Задание a:
Почему, согласно отрывку о князе Пожарском, в 1637 г. ему поручили возвести часть Земляного города?

Выбранный отрывок:
---+---

Неподкупность и авторитет Пожарского сказались на назначении его главой Московского судного приказа, ведавшего судом над городовым, наиболее многочисленным в стране дворянством (1634—1640). В 1637 г., когда донские казаки взяли у турок Азов, и царь Михаил ожидал мусульманского нашествия на Москву, Пожарскому поручили возвести часть Земляного города — мощного по тем временам укрепления в района Современного садового кольца. На следующий год, все ещё трепеща от страха нашествия, царь Михаил с боярами назначили Пожарскому воеводство в пограничную Рязань. Все эти страхи придворной челяди, разумеется, «пролгались». Дмитрия Михайловича они не волновали так же, как и придворная грызня. Россияне знали Пожарского и ценили его подвиг, как писал некий пиит:
Многие бо люди дивятся мужественному твоему храбрству И радуются, что Бог тебя принес к великому государству, Понеже всегда против супостатов лица своего не щадишь, К Богу, царю и ко всем человекам правду творишь!Князь был дважды женат, имел троих сыновей и трёх дочерей, которых выдал замуж в фамилии князей Куракиных, Пронских и Лыковых. Любил князь жить со своей семьей в огромных вотчинах, щедро давал деньги на строительство храмов и монастырей, самым знаменитым из которых стал Макарьево-Желтоводский на Волге. Он заново отстроил и сильно расширил свой московский двор, любил роскошно одеваться. Его выезд — драгоценный конь в сказочном убранстве, богатая свита вооруженных слуг и домашних холопов — соответствовал образу весьма состоятельного человека.
ЗАВЕЩАНИЕ
Внешне вполне счастливый в государственной и семейной жизни, Пожарский страдал приступами «черного недуга» — меланхолии. Возможно, его беспокоили нелады в семье. После смерти первой жены и матери его детей, Прасковьи Варфоломеевны, в 1635 г., он скоро женился на юной княжне Феодоре Андреевне Голицыной. Дети, особенно младший сын Иван, явно ревновали отца к ней; молодая жена отвечала тем же. В завещании Пожарский специально указал: «Да я ж приказываю жене своей, чтоб она не покинула сына моего князя Ивана, а ему её иметь, что мать свою».

---+---

Записи набора данных
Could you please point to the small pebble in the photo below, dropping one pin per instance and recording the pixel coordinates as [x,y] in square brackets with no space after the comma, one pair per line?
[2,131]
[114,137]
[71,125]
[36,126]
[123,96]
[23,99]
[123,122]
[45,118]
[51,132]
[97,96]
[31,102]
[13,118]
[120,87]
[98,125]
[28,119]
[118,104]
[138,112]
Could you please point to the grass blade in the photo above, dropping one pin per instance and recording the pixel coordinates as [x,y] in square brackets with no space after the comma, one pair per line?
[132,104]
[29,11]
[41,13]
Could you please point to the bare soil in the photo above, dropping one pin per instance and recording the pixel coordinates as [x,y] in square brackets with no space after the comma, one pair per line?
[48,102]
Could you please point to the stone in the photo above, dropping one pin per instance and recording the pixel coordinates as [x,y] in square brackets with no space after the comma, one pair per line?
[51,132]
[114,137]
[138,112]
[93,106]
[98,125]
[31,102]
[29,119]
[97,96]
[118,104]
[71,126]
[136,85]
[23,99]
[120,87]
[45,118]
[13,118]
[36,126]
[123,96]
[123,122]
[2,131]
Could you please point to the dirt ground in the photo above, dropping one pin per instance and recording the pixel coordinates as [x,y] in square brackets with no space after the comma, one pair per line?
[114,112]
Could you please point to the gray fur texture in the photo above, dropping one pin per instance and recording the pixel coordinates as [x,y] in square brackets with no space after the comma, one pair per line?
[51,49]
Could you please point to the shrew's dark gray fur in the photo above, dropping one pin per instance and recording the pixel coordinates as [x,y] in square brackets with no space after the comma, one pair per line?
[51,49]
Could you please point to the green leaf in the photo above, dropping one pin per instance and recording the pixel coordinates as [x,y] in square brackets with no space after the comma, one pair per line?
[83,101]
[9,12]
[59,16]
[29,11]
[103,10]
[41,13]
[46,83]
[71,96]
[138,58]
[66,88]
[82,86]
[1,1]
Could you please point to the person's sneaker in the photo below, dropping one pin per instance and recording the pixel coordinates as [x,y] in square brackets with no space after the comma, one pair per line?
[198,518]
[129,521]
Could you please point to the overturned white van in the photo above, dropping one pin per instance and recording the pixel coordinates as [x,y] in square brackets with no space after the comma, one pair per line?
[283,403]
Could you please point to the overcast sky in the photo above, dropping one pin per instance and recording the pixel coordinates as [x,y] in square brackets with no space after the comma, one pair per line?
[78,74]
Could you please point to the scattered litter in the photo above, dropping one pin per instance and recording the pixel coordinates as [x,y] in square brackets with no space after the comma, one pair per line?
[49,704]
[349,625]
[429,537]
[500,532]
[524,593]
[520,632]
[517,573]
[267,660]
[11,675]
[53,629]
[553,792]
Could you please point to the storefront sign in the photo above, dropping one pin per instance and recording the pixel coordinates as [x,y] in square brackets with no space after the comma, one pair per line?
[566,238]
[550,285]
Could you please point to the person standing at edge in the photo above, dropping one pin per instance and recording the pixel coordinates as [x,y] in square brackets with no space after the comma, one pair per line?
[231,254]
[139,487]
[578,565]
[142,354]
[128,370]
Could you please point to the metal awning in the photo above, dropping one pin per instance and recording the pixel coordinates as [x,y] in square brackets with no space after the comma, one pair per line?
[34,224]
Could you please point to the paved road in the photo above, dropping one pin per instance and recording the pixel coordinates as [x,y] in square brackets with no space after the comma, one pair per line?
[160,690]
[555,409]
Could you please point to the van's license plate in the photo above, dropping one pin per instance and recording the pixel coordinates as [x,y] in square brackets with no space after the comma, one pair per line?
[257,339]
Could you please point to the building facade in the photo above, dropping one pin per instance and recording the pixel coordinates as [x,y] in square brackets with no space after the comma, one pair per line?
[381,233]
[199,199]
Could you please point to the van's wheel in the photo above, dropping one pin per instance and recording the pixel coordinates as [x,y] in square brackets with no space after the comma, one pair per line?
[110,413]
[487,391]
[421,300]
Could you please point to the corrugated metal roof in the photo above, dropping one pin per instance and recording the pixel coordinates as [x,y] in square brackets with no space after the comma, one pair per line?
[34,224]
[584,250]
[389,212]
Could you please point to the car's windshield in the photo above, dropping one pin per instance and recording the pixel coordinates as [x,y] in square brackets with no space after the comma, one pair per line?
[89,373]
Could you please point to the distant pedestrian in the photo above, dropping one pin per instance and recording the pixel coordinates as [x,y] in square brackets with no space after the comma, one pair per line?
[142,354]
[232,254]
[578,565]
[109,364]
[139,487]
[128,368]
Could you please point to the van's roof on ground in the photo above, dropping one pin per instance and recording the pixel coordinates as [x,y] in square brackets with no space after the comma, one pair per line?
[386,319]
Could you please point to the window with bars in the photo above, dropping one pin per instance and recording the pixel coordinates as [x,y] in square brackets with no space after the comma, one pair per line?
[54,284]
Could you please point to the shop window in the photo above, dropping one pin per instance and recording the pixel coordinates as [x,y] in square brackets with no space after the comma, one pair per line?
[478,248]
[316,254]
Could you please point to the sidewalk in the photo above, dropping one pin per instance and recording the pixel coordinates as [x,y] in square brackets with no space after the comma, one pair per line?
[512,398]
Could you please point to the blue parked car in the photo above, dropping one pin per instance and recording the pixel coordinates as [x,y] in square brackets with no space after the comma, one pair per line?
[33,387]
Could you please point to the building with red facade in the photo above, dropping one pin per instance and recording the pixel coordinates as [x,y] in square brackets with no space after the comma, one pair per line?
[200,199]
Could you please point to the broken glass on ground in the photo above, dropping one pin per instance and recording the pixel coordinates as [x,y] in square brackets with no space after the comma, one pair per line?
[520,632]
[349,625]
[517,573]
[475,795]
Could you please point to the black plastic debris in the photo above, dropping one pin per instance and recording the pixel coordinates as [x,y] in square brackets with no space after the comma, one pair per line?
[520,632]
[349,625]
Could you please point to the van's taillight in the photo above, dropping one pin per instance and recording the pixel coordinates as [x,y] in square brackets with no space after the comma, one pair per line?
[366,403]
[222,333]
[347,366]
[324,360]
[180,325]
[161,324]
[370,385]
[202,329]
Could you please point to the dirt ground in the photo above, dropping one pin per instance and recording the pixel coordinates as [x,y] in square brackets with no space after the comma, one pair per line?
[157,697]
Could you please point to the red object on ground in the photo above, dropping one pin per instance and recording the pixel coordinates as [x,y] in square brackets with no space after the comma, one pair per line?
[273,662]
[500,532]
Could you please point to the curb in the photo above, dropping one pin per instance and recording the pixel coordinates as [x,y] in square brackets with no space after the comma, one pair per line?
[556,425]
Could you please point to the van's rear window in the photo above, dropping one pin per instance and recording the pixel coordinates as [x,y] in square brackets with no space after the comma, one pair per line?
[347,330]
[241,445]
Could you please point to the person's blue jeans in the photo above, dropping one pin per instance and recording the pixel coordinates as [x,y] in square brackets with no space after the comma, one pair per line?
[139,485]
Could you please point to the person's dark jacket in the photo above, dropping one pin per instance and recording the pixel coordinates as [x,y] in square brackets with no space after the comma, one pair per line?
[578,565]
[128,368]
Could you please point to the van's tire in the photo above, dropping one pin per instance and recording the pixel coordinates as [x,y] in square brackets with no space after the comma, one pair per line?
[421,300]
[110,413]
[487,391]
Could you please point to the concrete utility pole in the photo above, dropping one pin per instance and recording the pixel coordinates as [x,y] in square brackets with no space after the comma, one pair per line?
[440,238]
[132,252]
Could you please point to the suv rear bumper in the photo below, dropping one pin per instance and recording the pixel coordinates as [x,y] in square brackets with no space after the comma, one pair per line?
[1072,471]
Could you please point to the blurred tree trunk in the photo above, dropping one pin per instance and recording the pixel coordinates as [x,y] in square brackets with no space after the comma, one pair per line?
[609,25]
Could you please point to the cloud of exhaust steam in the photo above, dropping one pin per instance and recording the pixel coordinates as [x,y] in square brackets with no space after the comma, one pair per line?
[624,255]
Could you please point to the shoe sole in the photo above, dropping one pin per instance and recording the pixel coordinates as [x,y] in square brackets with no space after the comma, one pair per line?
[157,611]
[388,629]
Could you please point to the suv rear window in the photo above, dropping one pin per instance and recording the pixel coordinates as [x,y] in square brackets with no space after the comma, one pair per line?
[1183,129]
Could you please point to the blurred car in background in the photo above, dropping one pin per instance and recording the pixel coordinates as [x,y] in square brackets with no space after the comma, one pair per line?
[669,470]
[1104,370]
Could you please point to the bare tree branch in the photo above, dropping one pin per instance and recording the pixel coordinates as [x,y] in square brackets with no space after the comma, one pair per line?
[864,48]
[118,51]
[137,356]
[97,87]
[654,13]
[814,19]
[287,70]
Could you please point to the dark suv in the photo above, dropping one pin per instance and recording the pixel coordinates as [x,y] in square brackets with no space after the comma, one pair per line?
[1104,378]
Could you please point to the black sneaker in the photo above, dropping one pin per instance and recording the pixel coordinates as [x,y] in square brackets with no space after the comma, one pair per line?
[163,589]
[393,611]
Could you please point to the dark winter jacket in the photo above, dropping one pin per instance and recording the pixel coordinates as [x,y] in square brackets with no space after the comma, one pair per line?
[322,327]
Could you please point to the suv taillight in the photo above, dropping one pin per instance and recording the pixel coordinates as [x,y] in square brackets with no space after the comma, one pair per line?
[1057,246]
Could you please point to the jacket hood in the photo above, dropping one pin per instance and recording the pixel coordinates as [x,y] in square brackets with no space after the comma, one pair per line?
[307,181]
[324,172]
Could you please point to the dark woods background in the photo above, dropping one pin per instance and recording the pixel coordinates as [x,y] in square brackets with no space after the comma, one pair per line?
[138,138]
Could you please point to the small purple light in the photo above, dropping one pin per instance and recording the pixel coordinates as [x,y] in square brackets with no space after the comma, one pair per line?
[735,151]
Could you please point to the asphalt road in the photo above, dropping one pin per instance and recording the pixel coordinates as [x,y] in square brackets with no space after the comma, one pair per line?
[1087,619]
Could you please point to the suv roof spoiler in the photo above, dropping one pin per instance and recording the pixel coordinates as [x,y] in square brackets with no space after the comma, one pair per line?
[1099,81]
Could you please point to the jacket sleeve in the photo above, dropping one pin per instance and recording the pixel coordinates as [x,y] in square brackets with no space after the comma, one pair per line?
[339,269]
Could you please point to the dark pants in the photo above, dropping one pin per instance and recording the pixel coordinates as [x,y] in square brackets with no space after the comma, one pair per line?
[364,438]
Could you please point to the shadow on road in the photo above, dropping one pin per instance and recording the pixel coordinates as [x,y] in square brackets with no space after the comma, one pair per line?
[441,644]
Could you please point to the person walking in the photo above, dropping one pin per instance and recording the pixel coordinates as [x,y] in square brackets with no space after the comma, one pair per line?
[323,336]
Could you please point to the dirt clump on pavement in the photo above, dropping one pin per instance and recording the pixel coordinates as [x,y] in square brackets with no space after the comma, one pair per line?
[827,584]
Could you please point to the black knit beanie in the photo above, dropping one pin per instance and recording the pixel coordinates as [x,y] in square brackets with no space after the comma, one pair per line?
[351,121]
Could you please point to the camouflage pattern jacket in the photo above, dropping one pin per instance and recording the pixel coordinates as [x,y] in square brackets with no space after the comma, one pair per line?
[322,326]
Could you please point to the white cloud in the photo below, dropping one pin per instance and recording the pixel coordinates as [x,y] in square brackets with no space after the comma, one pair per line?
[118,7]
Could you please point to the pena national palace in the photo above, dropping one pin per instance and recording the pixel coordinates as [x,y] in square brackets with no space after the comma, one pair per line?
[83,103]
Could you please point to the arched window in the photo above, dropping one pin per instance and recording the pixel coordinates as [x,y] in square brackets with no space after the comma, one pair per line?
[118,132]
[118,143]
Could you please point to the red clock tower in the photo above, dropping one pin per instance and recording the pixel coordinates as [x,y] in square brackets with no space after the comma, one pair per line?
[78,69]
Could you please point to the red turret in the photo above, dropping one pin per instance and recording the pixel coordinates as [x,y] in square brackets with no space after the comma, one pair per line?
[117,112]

---+---

Задание b:
Приведите все строки, в которых встречается слово «building», с учётом регистра.

Ответ a:
Донские казаки взяли у турок Азов, и царь Михаил ожидал мусульманского нашествия на Москву. Поэтому Пожарскому поручили строить часть Земляного города, мощного по тем временам укрепления в районе нынешнего Садового кольца.

Ответ b:
Could you please point to the building facade in the photo above, dropping one pin per instance and recording the pixel coordinates as [x,y] in square brackets with no space after the comma, one pair per line?
Could you please point to the building with red facade in the photo above, dropping one pin per instance and recording the pixel coordinates as [x,y] in square brackets with no space after the comma, one pair per line?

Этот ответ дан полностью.